Input records below:

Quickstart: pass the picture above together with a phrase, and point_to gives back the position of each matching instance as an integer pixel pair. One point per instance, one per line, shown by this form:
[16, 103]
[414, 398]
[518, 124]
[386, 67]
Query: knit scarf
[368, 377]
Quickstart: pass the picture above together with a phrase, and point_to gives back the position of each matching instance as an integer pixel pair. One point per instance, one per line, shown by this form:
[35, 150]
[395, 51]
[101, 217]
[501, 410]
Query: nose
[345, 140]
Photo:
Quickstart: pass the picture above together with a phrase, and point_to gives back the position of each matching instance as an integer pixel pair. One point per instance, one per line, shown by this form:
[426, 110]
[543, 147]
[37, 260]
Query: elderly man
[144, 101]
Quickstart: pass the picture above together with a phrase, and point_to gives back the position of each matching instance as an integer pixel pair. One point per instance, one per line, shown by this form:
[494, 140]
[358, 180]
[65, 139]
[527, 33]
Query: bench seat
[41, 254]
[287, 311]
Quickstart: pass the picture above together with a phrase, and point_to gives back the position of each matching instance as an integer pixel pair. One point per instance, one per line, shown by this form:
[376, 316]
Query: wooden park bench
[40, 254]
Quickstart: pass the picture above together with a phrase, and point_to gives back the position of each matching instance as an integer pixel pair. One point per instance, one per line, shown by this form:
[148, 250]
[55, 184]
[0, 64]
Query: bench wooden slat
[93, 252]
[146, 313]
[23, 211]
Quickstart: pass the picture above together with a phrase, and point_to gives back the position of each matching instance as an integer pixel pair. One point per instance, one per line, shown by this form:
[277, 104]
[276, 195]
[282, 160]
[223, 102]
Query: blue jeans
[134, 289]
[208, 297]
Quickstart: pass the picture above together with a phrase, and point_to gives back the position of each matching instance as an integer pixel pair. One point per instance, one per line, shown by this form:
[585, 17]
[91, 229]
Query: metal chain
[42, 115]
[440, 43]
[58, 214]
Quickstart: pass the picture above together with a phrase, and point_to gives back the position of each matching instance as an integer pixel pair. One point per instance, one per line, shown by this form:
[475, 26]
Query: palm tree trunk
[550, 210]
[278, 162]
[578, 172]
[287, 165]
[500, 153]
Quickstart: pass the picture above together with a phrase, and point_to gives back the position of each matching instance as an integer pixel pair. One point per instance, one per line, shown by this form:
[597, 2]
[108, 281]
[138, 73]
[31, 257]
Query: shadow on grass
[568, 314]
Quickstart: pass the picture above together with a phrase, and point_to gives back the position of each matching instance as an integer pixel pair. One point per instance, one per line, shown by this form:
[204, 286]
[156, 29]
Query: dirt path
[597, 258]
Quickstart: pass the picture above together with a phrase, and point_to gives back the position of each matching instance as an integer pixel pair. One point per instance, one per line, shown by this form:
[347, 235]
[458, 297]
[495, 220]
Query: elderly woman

End of Input records.

(To do): In your answer, repeat each of the records exactly.

(Your solution):
Quickstart: pass the picture above together with a phrase, and point_to gives back the position of each matching instance as an integer pixel pair. One point per instance, one per line, shown by this form:
[16, 103]
[414, 398]
[518, 124]
[386, 67]
Query: knit scarf
[368, 377]
Quickstart: pass the picture above together with a phrase, and point_to gives back the position of each matching instance as an integer pixel pair. One point per instance, one per line, shown by this form:
[35, 150]
[395, 51]
[101, 217]
[501, 410]
Query: nose
[345, 140]
Photo:
Quickstart: pass the picture above together with a phrase, and point_to gives back the position of each matching instance as an integer pixel pair. One point per instance, one per line, shown by this form:
[426, 110]
[543, 147]
[37, 260]
Query: elderly man
[144, 101]
Quickstart: pass the picture above together with a phrase, and point_to gives back the position of each matching instance as an integer pixel pair. One point per instance, one per line, shown by this form:
[494, 140]
[358, 180]
[65, 139]
[527, 33]
Query: bench seat
[41, 254]
[287, 311]
Quickstart: pass the picture above together with a phrase, and point_to gives back the position of each matching instance as an integer pixel pair. One point per instance, one per line, shown by this form:
[376, 316]
Query: wooden park bench
[40, 254]
Quickstart: pass the picture above together with a phrase, and point_to gives back the position of each matching instance as an integer pixel pair. One point per instance, one per line, shown by this form:
[148, 250]
[55, 184]
[0, 64]
Query: bench wooden slat
[93, 252]
[146, 313]
[23, 211]
Quickstart: pass the picture above together with a phrase, and point_to gives back the position of each matching instance as an integer pixel pair. One point per instance, one per line, shown by this form:
[277, 104]
[276, 195]
[282, 160]
[223, 102]
Query: blue jeans
[134, 289]
[208, 297]
Quickstart: pass the picture above together with a phrase, and point_to gives back the position of each matching instance as an integer pixel pair. One point per instance, one per line, shown by this form:
[585, 17]
[91, 229]
Query: metal chain
[42, 115]
[440, 43]
[58, 214]
Quickstart: pass the picture above together with a phrase, and point_to gives back the position of each matching instance as an integer pixel pair. One point per instance, one per line, shown by this form:
[475, 26]
Query: palm tree trunk
[550, 210]
[278, 162]
[578, 172]
[287, 165]
[500, 153]
Quickstart: pass the picture above together with a phrase, and point_to gives back the position of each matching instance as an integer pixel pair. One point per instance, one per line, shown by this form:
[597, 2]
[108, 281]
[138, 73]
[31, 257]
Query: shadow on grass
[568, 314]
Quickstart: pass the picture above together with a phrase, and point_to gives back the position of each matching instance as an integer pixel pair. One point per instance, one per line, shown by this form:
[204, 286]
[156, 29]
Query: dirt path
[597, 258]
Quickstart: pass the picture above together with a phrase, and point_to gives back the position of each matching instance as an integer pixel pair. One point per instance, one per line, shown by this form:
[347, 235]
[458, 297]
[495, 220]
Query: elderly woman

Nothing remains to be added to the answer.